Task item
Repeat every entry below exactly.

BEGIN Data supplied

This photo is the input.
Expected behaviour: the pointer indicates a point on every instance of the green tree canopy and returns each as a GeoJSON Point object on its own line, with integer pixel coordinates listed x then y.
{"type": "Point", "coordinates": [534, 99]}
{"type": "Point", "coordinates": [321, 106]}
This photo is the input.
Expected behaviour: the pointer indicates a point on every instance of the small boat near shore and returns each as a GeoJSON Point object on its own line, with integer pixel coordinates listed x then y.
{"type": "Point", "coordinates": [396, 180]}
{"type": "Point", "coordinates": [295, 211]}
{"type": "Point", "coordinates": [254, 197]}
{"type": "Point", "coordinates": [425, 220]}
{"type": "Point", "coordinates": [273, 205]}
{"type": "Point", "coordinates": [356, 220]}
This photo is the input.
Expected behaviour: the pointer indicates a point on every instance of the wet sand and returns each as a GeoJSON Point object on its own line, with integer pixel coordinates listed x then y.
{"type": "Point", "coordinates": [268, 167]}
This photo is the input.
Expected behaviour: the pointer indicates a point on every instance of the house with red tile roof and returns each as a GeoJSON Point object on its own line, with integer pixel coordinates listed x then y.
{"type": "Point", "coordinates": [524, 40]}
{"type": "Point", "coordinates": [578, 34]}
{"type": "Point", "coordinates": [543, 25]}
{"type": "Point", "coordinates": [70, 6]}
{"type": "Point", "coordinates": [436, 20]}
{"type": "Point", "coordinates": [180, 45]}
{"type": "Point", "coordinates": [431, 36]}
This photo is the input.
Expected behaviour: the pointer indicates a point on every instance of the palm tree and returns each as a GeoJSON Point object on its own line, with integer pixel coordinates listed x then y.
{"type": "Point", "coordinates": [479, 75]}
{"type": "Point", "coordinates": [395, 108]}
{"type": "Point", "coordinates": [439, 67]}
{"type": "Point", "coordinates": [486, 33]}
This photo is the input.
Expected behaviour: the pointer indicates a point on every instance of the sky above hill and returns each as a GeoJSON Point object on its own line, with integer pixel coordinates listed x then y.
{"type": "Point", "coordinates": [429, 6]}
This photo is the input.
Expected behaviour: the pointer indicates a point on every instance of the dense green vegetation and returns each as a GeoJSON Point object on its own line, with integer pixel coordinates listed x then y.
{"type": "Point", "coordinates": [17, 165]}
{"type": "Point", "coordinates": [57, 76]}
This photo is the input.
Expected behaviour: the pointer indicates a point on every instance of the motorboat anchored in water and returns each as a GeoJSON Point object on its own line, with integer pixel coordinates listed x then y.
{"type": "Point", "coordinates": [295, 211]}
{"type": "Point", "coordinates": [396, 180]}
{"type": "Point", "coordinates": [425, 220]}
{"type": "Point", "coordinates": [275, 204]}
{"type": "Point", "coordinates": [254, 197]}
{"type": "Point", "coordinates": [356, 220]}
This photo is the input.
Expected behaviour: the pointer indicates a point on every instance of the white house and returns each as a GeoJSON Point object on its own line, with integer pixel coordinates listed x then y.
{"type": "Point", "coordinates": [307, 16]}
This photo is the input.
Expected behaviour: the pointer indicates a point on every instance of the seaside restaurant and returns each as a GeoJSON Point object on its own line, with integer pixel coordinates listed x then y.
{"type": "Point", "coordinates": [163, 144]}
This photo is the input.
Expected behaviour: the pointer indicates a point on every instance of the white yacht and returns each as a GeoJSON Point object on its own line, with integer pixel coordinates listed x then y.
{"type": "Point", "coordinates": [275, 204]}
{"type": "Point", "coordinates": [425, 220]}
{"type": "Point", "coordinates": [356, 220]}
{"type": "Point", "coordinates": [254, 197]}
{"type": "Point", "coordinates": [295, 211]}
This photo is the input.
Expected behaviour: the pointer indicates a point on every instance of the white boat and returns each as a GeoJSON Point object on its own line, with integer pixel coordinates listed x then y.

END Data supplied

Exercise result
This photo is the input.
Expected behaviour: the pointer indicates a point on every instance of the green tree canopy and returns each as a GeoJSON Point object on its own line, with integer pixel coordinates listed x then y.
{"type": "Point", "coordinates": [534, 99]}
{"type": "Point", "coordinates": [321, 106]}
This photo is the input.
Expected behaviour: the pointer indicates a point on every instance of the small boat near shore and returns each as a GeoJSON Point object on its own line, with integer pixel coordinates listed x then y.
{"type": "Point", "coordinates": [396, 180]}
{"type": "Point", "coordinates": [295, 211]}
{"type": "Point", "coordinates": [254, 197]}
{"type": "Point", "coordinates": [425, 220]}
{"type": "Point", "coordinates": [273, 205]}
{"type": "Point", "coordinates": [356, 220]}
This photo is the input.
Expected behaviour: the pointer indicates a point on every instance of the wet sand and returns each as a GeoJSON Point object on its own line, with integer pixel coordinates listed x then y.
{"type": "Point", "coordinates": [268, 167]}
This photo is the input.
Expected behaviour: the pointer indicates a point on every instance of the house with red tile roof and returns each as a GeoJSON Point object on its own line, with integer pixel coordinates listed x then y.
{"type": "Point", "coordinates": [524, 40]}
{"type": "Point", "coordinates": [578, 34]}
{"type": "Point", "coordinates": [543, 25]}
{"type": "Point", "coordinates": [70, 6]}
{"type": "Point", "coordinates": [436, 20]}
{"type": "Point", "coordinates": [180, 45]}
{"type": "Point", "coordinates": [431, 36]}
This photo is the input.
Expected behaviour: the pointer indicates a point on every instance of the palm tree and returns each as a GeoJSON Point object on its own line, with integer pixel coordinates listed x then y.
{"type": "Point", "coordinates": [479, 75]}
{"type": "Point", "coordinates": [395, 108]}
{"type": "Point", "coordinates": [439, 67]}
{"type": "Point", "coordinates": [486, 33]}
This photo is the input.
Expected behaviour: the pointer indicates a point on every instance of the sky above hill and returns each as a GeoJSON Point object on its own line, with integer pixel coordinates listed x then y.
{"type": "Point", "coordinates": [429, 6]}
This photo is the input.
Expected behaviour: the pointer indicates a point on every instance of the dense green vegetation and returns each as a GeoJSON Point object on its own line, with integer pixel coordinates listed x then y.
{"type": "Point", "coordinates": [17, 165]}
{"type": "Point", "coordinates": [57, 76]}
This photo is the input.
Expected behaviour: the pointer indicates a point on every instance of the motorboat anchored in water and returns each as a GeoJSON Point object on its own line, with integer pixel coordinates listed x then y.
{"type": "Point", "coordinates": [295, 211]}
{"type": "Point", "coordinates": [396, 180]}
{"type": "Point", "coordinates": [425, 220]}
{"type": "Point", "coordinates": [275, 204]}
{"type": "Point", "coordinates": [254, 197]}
{"type": "Point", "coordinates": [356, 220]}
This photo is the input.
Expected behaviour: the pointer indicates a point on every instance of the white house and returns each as a GeoJSON Point object on its own line, with integer pixel coordinates listed x then y.
{"type": "Point", "coordinates": [307, 16]}
This photo is the input.
Expected behaviour: the pointer indicates a point on every instance of the seaside restaurant and returns each as a GeoJSON Point object on its own line, with integer pixel coordinates listed x then y.
{"type": "Point", "coordinates": [163, 144]}
This photo is the input.
Expected behaviour: the pointer indicates a point on every instance of the white yacht and returns each as a GeoJSON Point object on its own line, with integer pixel coordinates listed x then y.
{"type": "Point", "coordinates": [275, 204]}
{"type": "Point", "coordinates": [425, 220]}
{"type": "Point", "coordinates": [356, 220]}
{"type": "Point", "coordinates": [254, 197]}
{"type": "Point", "coordinates": [295, 211]}
This photo is the input.
Expected behaviour: the pointer indicates a point on every instance of the white boat and returns each as a GeoJSON Point object on its own line, with integer pixel coordinates listed x then y.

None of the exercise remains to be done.